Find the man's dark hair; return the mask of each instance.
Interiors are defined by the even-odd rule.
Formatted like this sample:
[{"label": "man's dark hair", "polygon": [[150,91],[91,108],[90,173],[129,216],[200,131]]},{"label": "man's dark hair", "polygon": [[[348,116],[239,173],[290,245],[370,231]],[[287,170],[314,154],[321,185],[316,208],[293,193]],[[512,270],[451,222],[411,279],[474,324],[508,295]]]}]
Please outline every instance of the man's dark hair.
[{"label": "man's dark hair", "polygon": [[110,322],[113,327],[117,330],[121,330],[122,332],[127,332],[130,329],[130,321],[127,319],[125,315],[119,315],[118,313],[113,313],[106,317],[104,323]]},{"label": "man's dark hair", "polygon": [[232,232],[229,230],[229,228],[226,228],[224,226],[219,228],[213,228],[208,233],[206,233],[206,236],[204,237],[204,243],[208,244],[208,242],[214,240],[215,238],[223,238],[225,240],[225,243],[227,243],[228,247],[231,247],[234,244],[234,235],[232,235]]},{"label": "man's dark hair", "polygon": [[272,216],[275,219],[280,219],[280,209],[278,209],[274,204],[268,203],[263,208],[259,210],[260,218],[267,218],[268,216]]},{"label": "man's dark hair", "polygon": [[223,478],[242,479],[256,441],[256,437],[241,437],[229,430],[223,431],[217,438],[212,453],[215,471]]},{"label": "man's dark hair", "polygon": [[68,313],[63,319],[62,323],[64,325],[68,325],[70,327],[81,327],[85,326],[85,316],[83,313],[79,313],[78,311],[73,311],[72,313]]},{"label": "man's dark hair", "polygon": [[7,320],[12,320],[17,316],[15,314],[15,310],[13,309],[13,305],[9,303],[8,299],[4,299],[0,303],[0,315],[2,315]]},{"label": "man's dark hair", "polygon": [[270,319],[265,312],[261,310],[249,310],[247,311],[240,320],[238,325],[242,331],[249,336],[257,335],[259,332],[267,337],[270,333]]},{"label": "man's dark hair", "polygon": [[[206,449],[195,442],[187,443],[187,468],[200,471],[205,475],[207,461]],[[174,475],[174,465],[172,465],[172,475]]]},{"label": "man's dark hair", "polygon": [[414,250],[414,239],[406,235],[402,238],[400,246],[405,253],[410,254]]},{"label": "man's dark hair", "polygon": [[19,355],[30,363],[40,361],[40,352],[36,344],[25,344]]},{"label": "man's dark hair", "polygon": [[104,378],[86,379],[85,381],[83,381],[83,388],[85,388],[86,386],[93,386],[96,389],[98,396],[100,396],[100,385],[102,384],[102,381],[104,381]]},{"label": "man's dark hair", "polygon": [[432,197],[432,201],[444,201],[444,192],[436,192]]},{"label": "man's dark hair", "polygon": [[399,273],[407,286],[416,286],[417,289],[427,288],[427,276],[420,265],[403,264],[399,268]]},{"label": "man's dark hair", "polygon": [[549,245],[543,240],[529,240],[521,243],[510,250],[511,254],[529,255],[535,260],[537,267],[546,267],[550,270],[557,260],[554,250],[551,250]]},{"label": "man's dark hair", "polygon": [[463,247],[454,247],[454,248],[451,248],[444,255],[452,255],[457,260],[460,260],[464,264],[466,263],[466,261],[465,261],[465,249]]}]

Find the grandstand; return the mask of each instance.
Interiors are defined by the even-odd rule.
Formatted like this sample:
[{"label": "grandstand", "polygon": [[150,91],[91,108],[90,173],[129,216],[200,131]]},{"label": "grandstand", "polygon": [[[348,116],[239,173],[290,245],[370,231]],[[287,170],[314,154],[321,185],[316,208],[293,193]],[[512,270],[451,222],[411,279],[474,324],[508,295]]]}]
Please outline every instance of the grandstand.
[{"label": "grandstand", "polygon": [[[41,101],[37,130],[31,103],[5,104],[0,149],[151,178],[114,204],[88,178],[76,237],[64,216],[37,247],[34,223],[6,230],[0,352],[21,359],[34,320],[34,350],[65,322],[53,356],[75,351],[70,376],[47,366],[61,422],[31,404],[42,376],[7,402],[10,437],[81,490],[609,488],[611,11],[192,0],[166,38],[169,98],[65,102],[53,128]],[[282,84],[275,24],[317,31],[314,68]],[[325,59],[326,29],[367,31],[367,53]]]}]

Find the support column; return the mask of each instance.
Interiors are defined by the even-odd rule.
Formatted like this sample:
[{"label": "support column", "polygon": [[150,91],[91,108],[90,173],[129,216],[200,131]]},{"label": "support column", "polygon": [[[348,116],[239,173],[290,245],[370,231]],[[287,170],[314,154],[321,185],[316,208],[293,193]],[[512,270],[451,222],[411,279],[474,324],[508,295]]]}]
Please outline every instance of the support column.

= = =

> _Exercise instructions_
Once you have read the entries, write them out again without altering a single character.

> _Task answer_
Find the man's dark hair; return the mask of each instance.
Interiors are defined by the even-odd rule.
Formatted like this sample:
[{"label": "man's dark hair", "polygon": [[150,91],[91,108],[90,173],[129,216],[200,131]]},{"label": "man's dark hair", "polygon": [[[348,116],[239,173],[290,245],[370,231]],[[287,170],[314,154],[321,185],[316,208],[293,193]],[[512,270],[451,222],[411,279],[474,324],[508,295]]]}]
Please outline every instance of the man's dark hair.
[{"label": "man's dark hair", "polygon": [[110,322],[113,327],[117,330],[121,330],[122,332],[127,332],[130,329],[130,321],[127,319],[125,315],[119,315],[118,313],[113,313],[106,317],[104,323]]},{"label": "man's dark hair", "polygon": [[232,232],[229,230],[229,228],[226,228],[224,226],[219,228],[213,228],[208,233],[206,233],[206,236],[204,237],[204,243],[208,244],[208,242],[214,240],[215,238],[223,238],[225,240],[225,243],[227,243],[228,247],[231,247],[234,244],[234,235],[232,235]]},{"label": "man's dark hair", "polygon": [[272,216],[275,219],[280,219],[280,209],[278,209],[274,204],[268,203],[263,208],[259,210],[260,218],[267,218],[268,216]]},{"label": "man's dark hair", "polygon": [[223,478],[242,479],[256,441],[256,437],[241,437],[229,430],[223,431],[217,438],[212,453],[215,471]]},{"label": "man's dark hair", "polygon": [[68,313],[63,319],[62,323],[64,325],[68,325],[70,327],[81,327],[85,326],[85,316],[83,313],[79,313],[78,311],[73,311],[72,313]]},{"label": "man's dark hair", "polygon": [[7,320],[12,320],[17,316],[15,314],[15,310],[13,309],[13,305],[9,303],[8,299],[4,299],[0,303],[0,315],[2,315]]},{"label": "man's dark hair", "polygon": [[270,319],[265,312],[261,310],[249,310],[247,311],[240,320],[238,325],[242,331],[249,336],[257,335],[259,332],[267,337],[270,333]]},{"label": "man's dark hair", "polygon": [[[206,449],[195,442],[187,443],[187,468],[200,471],[205,475],[207,461]],[[174,475],[174,465],[172,465],[172,475]]]},{"label": "man's dark hair", "polygon": [[414,250],[414,239],[406,235],[402,238],[400,246],[405,253],[410,254]]},{"label": "man's dark hair", "polygon": [[19,355],[30,363],[40,361],[40,352],[36,344],[25,344]]},{"label": "man's dark hair", "polygon": [[104,378],[86,379],[85,381],[83,381],[83,388],[85,388],[86,386],[93,386],[96,389],[98,396],[100,396],[100,385],[102,384],[102,381],[104,381]]},{"label": "man's dark hair", "polygon": [[432,197],[432,201],[444,201],[444,192],[436,192]]},{"label": "man's dark hair", "polygon": [[399,273],[407,286],[416,286],[417,289],[427,288],[427,276],[420,265],[403,264],[399,268]]},{"label": "man's dark hair", "polygon": [[549,245],[543,240],[529,240],[521,243],[510,250],[511,254],[529,255],[535,260],[537,267],[546,267],[550,270],[557,260],[554,250],[551,250]]},{"label": "man's dark hair", "polygon": [[463,247],[454,247],[454,248],[451,248],[444,255],[452,255],[457,260],[460,260],[464,264],[466,263],[466,261],[465,261],[465,249]]}]

Find the grandstand; return the mask of each instance.
Interiors are defined by the even-odd rule.
Formatted like this sample:
[{"label": "grandstand", "polygon": [[150,91],[91,108],[90,173],[129,216],[200,131]]},{"label": "grandstand", "polygon": [[[348,116],[239,173],[290,245],[370,231]],[[287,170],[314,154],[321,185],[316,208],[293,193]],[[512,270],[451,222],[411,279],[474,324],[508,295]]]}]
Please outline every instance of the grandstand.
[{"label": "grandstand", "polygon": [[[41,101],[37,130],[31,103],[5,104],[0,149],[151,178],[114,204],[88,178],[76,237],[64,216],[37,247],[34,223],[6,230],[0,352],[21,359],[34,320],[34,350],[65,322],[53,356],[75,351],[70,376],[47,366],[61,422],[31,404],[42,376],[7,402],[10,437],[81,490],[609,488],[611,11],[192,0],[166,38],[169,98],[65,102],[53,128]],[[282,84],[275,24],[317,31],[314,68]],[[325,59],[326,29],[367,31],[367,53]]]}]

Find the support column; return the mask of each instance.
Interiors are defined by the even-odd rule.
Formatted like this sample:
[{"label": "support column", "polygon": [[150,91],[91,108],[90,173],[129,216],[200,131]]},{"label": "support column", "polygon": [[[348,116],[239,173],[290,245],[370,231]],[[287,170],[314,154],[321,185],[316,208],[293,193]],[[512,270],[451,222],[411,279],[474,324],[508,295]]]}]
Please outline every instance of the support column.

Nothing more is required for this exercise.